Records for processing>
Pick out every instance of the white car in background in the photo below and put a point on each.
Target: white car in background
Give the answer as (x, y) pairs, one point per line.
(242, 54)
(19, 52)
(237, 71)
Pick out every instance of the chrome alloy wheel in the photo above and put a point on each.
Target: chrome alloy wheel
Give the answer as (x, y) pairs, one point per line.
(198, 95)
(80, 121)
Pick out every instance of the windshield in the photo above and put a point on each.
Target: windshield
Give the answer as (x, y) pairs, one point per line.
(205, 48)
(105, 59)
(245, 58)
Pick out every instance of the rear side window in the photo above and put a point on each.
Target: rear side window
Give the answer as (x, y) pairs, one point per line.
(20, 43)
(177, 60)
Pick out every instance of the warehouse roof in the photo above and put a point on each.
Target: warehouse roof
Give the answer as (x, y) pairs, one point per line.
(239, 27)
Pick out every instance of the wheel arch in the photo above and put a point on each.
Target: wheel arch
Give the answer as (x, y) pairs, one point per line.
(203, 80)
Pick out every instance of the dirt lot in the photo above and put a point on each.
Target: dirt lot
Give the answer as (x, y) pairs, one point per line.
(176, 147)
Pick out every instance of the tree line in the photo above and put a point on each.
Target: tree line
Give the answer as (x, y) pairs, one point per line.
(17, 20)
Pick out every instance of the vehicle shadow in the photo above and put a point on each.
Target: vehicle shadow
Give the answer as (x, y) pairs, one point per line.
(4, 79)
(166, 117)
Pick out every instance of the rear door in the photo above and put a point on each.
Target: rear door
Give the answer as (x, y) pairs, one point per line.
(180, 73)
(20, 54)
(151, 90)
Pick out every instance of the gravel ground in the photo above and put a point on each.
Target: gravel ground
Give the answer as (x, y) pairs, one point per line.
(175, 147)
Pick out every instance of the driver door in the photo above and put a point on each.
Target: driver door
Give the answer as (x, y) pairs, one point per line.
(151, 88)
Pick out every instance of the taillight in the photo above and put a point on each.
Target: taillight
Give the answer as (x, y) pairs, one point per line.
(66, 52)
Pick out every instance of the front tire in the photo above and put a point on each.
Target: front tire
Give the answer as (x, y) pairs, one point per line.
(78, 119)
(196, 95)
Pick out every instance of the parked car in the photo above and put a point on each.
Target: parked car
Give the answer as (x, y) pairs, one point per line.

Given instruction> Copy the lines from the one containing "Pick out every instance of the taillight" through the end of the items, and only those, leaving the requests unchanged. Scale every x and y coordinate in the answers by 0.75, rounding to the nearest whole number with halves rounded up.

Answer for the task>
Pick out every instance of the taillight in the photo above and put a point on each.
Target: taillight
Give the answer as (x, y) pairs, one point per line.
(50, 39)
Pick out every instance of the front tire in the photo above and put a point on each.
Target: front tire
Give the answer as (x, y) pairs, one point per line.
(59, 89)
(147, 71)
Pick out every instance of the parked car in the photo above and put a point on each.
Target: parked car
Give the answer as (x, y) pairs, one point per line.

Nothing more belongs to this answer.